> [Task goal]:
Select every line of the data below that contains the string "tank", treating uppercase and lowercase letters as distinct, and copy each such line.

> [Point labeling examples]:
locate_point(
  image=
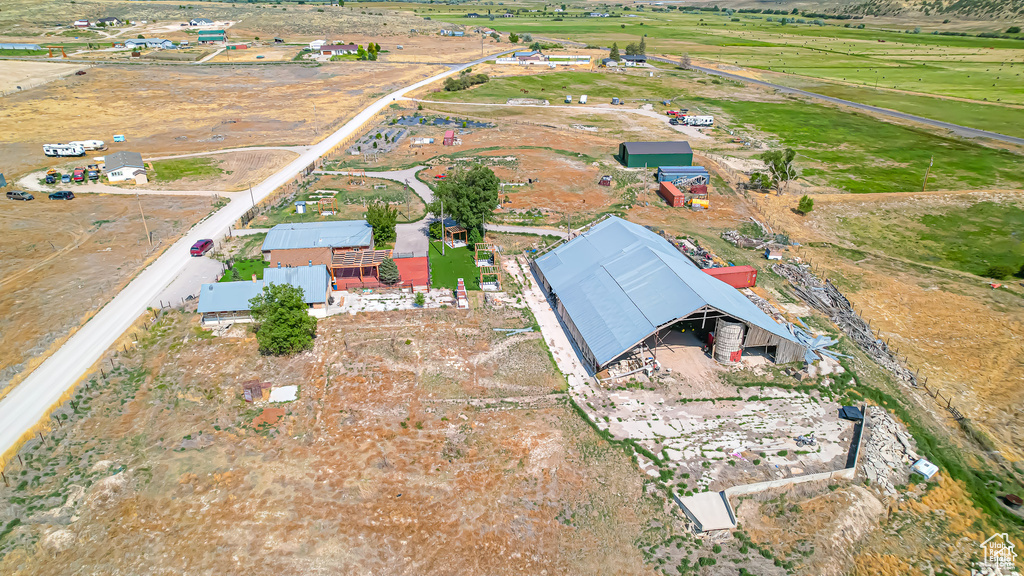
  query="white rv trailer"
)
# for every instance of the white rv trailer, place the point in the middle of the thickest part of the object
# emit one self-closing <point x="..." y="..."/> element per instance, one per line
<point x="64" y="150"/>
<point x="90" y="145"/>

* * *

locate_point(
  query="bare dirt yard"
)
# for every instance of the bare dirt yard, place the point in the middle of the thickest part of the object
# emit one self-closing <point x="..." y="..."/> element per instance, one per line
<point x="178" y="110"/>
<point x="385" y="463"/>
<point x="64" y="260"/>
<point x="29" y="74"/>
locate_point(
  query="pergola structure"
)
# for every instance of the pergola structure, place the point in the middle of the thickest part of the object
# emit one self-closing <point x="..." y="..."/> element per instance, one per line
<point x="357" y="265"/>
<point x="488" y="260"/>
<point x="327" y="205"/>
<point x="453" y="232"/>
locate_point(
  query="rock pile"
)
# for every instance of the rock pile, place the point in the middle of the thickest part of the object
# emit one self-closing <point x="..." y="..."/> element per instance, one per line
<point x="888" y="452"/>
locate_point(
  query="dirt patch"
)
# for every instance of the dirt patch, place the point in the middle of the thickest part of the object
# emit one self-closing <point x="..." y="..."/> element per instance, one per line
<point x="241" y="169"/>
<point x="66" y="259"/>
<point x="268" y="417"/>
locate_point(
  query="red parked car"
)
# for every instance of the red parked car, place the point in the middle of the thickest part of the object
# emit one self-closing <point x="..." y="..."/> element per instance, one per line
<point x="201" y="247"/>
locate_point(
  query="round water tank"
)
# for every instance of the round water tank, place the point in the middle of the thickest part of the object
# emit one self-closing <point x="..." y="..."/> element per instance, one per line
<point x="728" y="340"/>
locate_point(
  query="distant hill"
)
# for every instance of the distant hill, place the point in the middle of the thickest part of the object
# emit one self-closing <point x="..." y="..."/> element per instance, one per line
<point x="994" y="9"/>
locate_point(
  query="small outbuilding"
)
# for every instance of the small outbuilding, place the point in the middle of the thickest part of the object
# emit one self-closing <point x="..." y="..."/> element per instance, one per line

> [Answer for the task]:
  query="round water tank"
# for every instance of the round water tank, place the point in the middle of the thickest part of the object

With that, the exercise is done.